**About this task:**
Quote, word for word, the passage of the article about the Arizona gun instructor's death starting at "Experts say an" and ending at "parent or guardian.".

**Page text:**
Family sorry for child who accidentally killed gun instructor
The grieving family of the Arizona gun instructor accidentally shot and killed by a girl learning to fire an Uzi submachine gun has expressed sympathy for the 9-year-old.
New York: The grieving family of the Arizona gun instructor accidentally shot and killed by a girl learning to fire an Uzi submachine gun has expressed sympathy for the 9-year-old.
Charles Vacca, 39, was shot in the head on Monday as he showed the New Jersey girl how to fire the Israeli-made 9mm gun. As she pulled the trigger, the gun jumped out of her left hand toward Vacca, who was standing beside her.
"We just want to make sure they understand that we know it was a tragic accident and that it's something that we're all going to have to live with," Vacca's 19-year-old daughter, Ashley, told NBC's "Today" show.
"We really do want the prayers to be going out to the family of the little girl. Our thoughts and our prayers are with them. We don't want their life to revolve around this," she said.
"My heart goes out to the little girl, and I feel sorry for her and for her family," Vacca's ex-wife, Anamarie, told the network on Friday.
The deadly incident occurred at a gun range in Arizona that caters to Las Vegas tourists, many of whom drive an hour from the gambling center to fire high-powered weapons. Ashley said she planned to write a letter to the girl and her family.
"He was a good person, but we know they are as well," she told the network.
Another daughter, Elizabeth, said: "I wanted to make sure they didn't spend a big portion of their life surrounding it around this one incident."
Authorities in Mohave County in California said the death was being handled as an industrial accident, with state occupational safety and health officials investigating.
An autopsy on Vacca was completed, but the cause and manner of death were pending, said Colleen Pitre, a representative of the medical examiner's office.
Experts say an Uzi can fire five rounds one-third of a second.
Bullets and Burgers, the shooting range where the accident happened, is part of a tourism niche offering packages costing up to USD 1,000 to shoot different high- powered weapons. The company website says children between the ages of 8 and 17 can shoot a weapon if accompanied by a parent or guardian.

**Source material:**
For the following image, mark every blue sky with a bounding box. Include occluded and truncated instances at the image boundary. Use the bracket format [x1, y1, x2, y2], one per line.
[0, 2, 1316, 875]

**Exercise answer:**
Experts say an Uzi can fire five rounds one-third of a second.
Bullets and Burgers, the shooting range where the accident happened, is part of a tourism niche offering packages costing up to USD 1,000 to shoot different high- powered weapons. The company website says children between the ages of 8 and 17 can shoot a weapon if accompanied by a parent or guardian.